** start Data shown **
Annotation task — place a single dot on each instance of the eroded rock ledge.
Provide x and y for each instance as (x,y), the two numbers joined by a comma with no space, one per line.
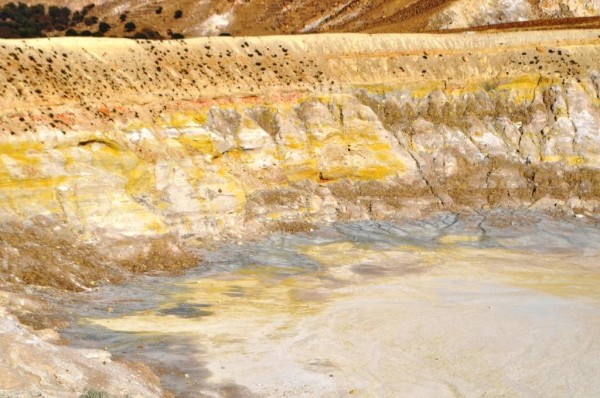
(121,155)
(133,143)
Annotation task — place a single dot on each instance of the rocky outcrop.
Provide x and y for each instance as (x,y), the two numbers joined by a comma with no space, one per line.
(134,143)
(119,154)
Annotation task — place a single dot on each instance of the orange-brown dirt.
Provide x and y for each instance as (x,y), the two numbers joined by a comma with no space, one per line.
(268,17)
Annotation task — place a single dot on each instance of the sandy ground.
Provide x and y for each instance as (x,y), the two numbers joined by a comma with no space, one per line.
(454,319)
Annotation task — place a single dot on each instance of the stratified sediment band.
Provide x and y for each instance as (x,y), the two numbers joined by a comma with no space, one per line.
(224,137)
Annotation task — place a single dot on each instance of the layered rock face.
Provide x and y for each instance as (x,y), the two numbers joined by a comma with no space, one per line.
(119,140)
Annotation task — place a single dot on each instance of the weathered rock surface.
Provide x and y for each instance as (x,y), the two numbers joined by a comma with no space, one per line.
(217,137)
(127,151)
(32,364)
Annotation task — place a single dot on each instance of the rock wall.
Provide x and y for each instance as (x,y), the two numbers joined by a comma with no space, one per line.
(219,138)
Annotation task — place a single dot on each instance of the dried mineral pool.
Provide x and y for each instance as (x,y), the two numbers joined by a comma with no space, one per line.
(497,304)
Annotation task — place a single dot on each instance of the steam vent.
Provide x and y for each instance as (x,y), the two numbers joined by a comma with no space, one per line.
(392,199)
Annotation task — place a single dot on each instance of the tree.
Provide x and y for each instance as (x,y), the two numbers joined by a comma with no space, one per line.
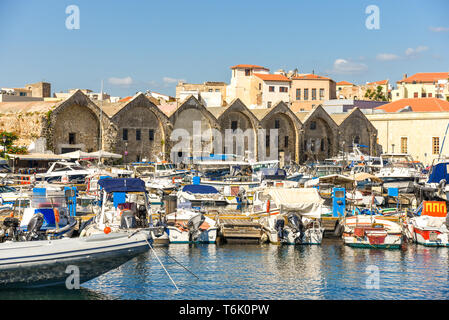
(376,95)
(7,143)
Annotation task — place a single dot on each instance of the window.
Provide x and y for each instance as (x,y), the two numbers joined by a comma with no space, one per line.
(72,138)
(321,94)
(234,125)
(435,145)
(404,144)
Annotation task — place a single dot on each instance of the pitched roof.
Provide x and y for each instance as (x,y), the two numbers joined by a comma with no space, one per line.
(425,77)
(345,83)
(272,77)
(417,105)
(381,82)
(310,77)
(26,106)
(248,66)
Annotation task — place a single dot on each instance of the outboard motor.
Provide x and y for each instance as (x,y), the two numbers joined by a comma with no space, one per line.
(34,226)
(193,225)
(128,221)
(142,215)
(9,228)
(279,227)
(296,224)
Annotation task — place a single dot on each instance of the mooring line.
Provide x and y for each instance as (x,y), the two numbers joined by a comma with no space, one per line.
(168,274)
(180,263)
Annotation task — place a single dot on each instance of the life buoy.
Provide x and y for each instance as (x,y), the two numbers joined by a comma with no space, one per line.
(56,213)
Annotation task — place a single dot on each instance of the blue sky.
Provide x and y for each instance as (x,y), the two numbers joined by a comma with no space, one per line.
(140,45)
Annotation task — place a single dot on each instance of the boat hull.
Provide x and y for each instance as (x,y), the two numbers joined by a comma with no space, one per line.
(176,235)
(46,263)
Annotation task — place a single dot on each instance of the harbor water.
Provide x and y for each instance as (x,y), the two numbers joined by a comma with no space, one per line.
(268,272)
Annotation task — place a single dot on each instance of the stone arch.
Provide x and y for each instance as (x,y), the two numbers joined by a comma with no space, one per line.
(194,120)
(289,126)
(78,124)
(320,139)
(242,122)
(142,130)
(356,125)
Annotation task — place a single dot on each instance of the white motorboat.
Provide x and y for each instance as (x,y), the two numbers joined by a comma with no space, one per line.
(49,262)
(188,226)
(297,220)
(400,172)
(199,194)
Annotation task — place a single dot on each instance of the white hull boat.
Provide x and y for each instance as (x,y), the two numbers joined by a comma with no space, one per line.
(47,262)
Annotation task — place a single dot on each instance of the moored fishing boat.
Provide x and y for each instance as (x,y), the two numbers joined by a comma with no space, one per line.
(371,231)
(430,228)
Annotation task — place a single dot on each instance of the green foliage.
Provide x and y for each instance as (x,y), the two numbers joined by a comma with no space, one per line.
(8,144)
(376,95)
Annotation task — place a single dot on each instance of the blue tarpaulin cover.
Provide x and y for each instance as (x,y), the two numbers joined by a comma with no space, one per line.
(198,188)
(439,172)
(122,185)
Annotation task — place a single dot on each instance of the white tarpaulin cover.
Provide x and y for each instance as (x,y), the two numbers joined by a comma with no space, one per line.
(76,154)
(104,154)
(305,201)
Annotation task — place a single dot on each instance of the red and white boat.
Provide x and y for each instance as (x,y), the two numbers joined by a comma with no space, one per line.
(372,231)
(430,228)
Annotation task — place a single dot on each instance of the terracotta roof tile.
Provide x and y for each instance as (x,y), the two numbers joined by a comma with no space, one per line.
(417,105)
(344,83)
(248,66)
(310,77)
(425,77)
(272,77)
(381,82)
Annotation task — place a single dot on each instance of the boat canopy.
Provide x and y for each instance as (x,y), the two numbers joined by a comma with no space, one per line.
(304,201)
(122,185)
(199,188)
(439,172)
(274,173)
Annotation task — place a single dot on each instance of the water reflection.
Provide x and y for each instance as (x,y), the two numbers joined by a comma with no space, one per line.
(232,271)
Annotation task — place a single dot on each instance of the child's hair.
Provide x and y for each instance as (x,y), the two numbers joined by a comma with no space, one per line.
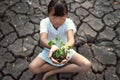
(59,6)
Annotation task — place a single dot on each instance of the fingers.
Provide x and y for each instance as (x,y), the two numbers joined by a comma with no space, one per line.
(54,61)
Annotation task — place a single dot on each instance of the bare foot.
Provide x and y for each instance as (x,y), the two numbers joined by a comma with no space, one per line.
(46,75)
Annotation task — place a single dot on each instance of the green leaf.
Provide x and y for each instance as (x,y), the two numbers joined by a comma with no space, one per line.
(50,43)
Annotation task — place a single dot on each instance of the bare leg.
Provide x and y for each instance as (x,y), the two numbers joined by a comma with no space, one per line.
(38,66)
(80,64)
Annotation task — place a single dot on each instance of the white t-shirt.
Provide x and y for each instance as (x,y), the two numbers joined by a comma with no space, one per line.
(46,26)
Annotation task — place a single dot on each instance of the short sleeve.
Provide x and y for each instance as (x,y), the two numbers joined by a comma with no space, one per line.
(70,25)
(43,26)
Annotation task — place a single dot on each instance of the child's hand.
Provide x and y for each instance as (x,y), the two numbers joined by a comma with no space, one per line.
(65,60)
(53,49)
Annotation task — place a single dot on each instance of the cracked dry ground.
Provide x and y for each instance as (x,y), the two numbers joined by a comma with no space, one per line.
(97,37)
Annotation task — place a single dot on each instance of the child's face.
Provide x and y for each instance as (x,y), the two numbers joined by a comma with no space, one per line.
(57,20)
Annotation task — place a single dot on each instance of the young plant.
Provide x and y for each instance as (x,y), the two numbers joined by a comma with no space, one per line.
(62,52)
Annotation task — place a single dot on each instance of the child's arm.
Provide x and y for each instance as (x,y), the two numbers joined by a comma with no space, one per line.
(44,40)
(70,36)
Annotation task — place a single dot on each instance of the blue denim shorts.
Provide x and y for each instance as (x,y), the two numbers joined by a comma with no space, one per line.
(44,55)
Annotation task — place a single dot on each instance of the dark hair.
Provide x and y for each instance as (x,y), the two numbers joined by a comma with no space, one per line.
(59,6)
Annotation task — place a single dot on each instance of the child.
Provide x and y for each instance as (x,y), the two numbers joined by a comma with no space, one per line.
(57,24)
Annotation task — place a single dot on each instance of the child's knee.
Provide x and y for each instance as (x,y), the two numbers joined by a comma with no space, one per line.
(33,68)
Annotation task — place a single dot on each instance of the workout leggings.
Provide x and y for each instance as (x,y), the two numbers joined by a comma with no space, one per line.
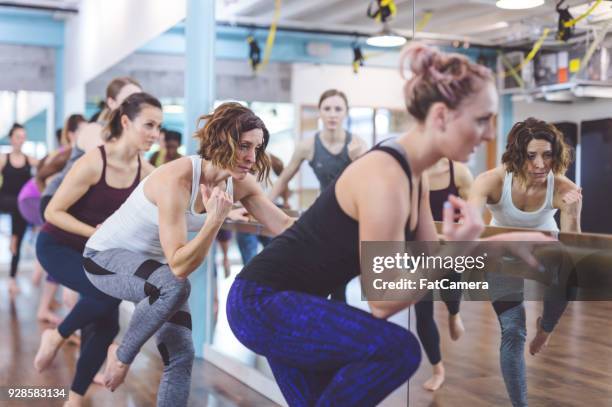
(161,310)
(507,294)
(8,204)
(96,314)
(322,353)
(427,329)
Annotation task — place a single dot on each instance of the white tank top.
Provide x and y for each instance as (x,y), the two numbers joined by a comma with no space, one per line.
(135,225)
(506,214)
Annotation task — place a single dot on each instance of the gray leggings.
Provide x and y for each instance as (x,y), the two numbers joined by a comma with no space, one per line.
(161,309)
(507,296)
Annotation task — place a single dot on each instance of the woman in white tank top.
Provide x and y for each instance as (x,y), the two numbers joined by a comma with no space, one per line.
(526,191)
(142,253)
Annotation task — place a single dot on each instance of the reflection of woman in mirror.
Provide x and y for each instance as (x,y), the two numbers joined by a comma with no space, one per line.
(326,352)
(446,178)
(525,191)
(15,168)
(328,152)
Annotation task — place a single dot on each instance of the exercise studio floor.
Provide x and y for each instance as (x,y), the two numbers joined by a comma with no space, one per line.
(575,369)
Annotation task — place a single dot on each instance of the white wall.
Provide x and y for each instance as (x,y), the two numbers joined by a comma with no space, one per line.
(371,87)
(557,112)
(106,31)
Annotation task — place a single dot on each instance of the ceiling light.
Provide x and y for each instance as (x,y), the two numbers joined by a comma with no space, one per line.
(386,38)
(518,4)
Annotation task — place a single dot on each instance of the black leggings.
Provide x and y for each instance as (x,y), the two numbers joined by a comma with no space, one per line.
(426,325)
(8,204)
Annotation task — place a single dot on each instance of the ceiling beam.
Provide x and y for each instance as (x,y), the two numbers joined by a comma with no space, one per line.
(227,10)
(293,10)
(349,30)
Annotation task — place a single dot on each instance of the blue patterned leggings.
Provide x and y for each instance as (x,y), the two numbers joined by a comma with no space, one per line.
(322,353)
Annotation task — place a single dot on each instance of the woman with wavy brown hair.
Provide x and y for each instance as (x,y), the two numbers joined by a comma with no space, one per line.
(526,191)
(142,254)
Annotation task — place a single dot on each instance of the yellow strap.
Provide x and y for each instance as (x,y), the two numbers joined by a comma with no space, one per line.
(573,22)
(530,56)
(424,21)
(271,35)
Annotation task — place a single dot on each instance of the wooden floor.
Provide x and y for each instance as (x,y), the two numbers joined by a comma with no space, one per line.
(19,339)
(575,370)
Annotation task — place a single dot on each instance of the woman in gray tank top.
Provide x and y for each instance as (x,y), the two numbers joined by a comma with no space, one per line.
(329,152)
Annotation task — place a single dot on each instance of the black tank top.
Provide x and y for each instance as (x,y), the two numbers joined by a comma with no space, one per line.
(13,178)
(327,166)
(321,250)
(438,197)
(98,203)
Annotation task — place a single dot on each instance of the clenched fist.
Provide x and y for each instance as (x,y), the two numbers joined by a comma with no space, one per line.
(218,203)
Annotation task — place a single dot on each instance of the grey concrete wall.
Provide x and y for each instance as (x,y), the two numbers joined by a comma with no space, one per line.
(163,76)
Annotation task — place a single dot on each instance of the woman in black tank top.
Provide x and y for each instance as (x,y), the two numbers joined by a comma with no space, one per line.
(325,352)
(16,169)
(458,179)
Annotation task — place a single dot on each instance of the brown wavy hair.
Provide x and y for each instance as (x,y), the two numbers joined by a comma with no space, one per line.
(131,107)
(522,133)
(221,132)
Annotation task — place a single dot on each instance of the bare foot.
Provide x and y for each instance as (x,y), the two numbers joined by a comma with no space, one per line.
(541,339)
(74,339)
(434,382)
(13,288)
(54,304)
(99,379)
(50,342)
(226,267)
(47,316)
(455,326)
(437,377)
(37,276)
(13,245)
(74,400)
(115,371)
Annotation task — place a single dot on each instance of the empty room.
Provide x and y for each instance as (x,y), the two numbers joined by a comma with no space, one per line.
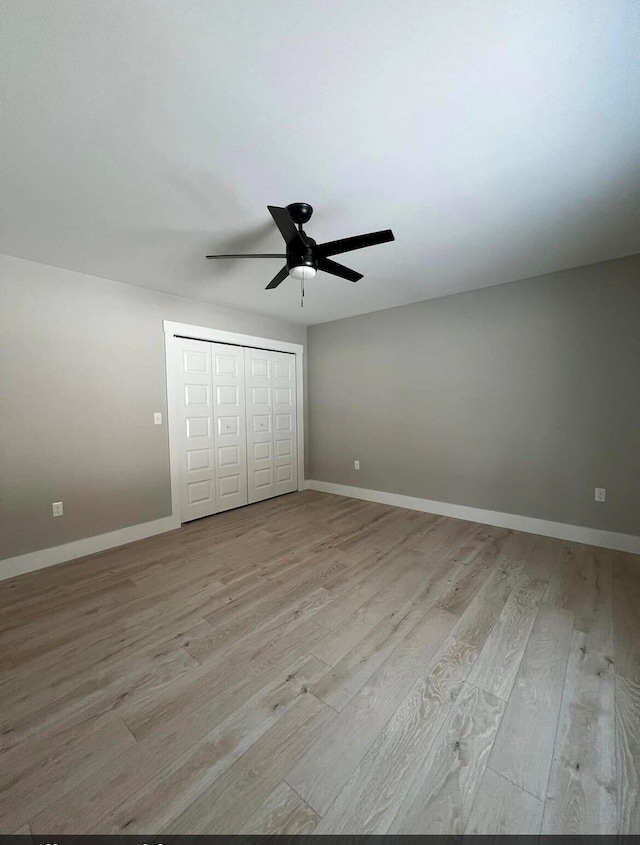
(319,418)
** end Data shown **
*What to work on*:
Take the line that contains "the yellow strap." as the first and the last line of the records as the end, and please quote those lines exactly, pictures omitted.

*Final result*:
Annotation task — place a single dot on each instance of the yellow strap.
Provide x and y for each instance as (x,y), the two numbers joined by a comma with no space, one per line.
(573,22)
(530,56)
(424,21)
(271,35)
Annotation task — place a single dot on each instance of the wooden floor.
Provide x and y for each instance as (x,y), the two numbers joined by a comma with no space, one per line.
(19,339)
(575,370)
Annotation task — place a single dot on each instance of the woman in gray tank top.
Provide x and y for each instance as (x,y), the two numbers joined by a comma with no space, one per line.
(329,152)
Annotation task — place a single dot on each instance of the black tank top.
Provide x and y for each instance as (x,y), the two numbers joined by a comma with no space, one per line.
(13,178)
(327,166)
(321,250)
(438,197)
(98,203)
Annotation task — place a single dot on each instance of the clenched fist.
Provide x and y for each instance as (x,y), the two numbers joined by a comma with no space, one per line.
(218,203)
Annotation task — place a single dot on each instance of the grey concrete wall.
Provide x and y for each instance as (x,y), the two numbers joined by a comma with no space, one per line.
(163,76)
Annotation task — place a single dot on each instance of the woman in black tank top.
Provide x and y for each instance as (x,y), the two numbers joined by a comma with no space, one per line.
(325,352)
(16,169)
(458,179)
Annotation task — place a single dot on each instance of the brown wavy hair.
Provide x and y for each instance as (x,y), the two numbers joined by a comma with no space, one per line.
(131,107)
(522,133)
(221,132)
Annotation task — place a single dot on each instance of the bare foot.
Provide x and y for each instance as (x,y), the two numbers joined by a comma with no space, one per line.
(541,339)
(74,339)
(434,382)
(13,288)
(54,304)
(99,379)
(50,342)
(226,267)
(47,316)
(455,326)
(437,377)
(37,276)
(13,245)
(74,400)
(115,371)
Annotation task — place a single dot on each instance of the empty room.
Provide x and y for each instance as (x,y), the two numbers joined by a comma with no space, one per line.
(319,418)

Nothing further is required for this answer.